• [OBJETIVO PROPOSTO]
Responda às perguntas abaixo com base no trecho do texto.
(a) Segundo Ruy Barbosa, o que são as contradições que vão do erro para a verdade e do mal para o bem?
(b) O que, de acordo com o trecho, há quem defenda como direito?
(c) Pelo que era famosa a atriz sobre cuja performance o autor teatral foi perguntado?

• [TRECHO DO TEXTO]
__________

Dizia o velho mas sempre respeitado Ruy Barbosa, que as
contradições que vão do erro para a verdade e do mal para o bem não são
contradições, mas reformas. Contradições, entretanto, para o bem e para o mal,
são próprias da natureza humana. Há até quem
defenda a contradição como direito. Outro escreveu que alimentando o medo de
ter medo tornou-se medroso. E autor teatral, perguntado sobre a performance de
festejada atriz, famosa pela beleza e
mãos pequeninas, respondeu que por menores que sejam as mãos de mulher, mais dinheiro
podem caber.

__________

• [DADOS FORNECIDOS]
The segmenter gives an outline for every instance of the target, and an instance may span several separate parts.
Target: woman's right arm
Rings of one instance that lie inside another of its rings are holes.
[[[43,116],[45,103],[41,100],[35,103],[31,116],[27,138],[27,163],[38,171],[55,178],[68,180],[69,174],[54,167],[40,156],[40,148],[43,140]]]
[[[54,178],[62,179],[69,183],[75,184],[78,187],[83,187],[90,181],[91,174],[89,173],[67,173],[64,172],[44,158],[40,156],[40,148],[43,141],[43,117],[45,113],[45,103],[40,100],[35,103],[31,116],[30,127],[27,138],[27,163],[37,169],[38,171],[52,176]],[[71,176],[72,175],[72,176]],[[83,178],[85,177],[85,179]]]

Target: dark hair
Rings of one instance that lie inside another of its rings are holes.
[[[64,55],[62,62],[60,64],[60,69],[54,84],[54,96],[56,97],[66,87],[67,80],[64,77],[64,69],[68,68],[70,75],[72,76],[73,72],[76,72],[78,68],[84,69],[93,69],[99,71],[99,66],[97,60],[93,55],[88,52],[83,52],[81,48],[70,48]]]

__________

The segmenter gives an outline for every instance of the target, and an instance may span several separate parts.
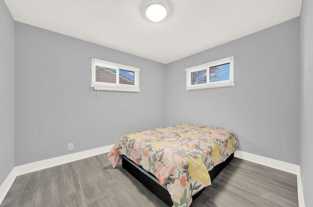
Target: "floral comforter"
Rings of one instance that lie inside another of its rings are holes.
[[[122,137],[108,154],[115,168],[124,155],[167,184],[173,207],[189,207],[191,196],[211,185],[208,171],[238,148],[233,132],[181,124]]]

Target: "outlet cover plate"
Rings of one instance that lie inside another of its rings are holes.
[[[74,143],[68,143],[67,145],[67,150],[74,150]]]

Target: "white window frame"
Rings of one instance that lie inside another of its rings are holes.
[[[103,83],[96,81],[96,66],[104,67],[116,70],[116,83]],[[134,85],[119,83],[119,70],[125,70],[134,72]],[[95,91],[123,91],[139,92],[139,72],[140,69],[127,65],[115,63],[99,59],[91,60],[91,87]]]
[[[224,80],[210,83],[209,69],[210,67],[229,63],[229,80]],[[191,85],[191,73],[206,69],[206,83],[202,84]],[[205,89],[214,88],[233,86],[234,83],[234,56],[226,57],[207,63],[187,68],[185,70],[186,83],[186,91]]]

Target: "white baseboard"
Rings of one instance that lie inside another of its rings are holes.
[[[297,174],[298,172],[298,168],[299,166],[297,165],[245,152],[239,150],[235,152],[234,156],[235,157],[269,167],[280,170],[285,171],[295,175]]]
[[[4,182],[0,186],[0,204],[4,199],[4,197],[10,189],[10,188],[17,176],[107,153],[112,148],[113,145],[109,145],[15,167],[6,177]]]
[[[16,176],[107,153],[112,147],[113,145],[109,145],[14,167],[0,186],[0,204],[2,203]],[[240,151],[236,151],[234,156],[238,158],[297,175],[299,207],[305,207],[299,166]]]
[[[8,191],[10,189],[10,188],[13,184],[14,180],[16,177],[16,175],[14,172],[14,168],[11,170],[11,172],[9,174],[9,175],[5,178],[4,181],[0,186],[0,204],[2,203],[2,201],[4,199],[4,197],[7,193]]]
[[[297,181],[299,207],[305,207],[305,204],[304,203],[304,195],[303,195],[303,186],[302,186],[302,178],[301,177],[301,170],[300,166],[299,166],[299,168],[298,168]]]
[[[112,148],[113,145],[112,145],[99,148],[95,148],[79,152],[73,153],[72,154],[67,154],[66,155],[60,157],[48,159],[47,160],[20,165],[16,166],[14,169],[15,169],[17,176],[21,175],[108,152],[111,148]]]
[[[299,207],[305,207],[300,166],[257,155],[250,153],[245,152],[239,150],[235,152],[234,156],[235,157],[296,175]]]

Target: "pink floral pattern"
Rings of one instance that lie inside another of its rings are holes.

__________

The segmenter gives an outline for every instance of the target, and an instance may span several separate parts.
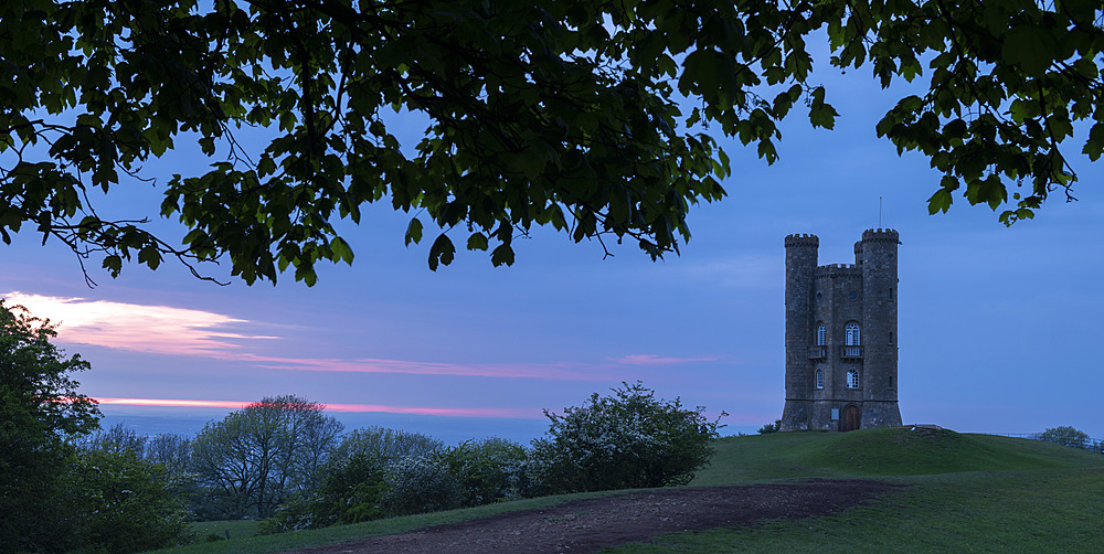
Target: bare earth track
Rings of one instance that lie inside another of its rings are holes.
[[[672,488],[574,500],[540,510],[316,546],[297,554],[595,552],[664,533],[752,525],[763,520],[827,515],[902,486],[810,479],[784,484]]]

__________

• [PROBLEMA RESOLVIDO]
(a) São reformas, não contradições.
(b) A contradição.
(c) Pela beleza e pelas mãos pequeninas.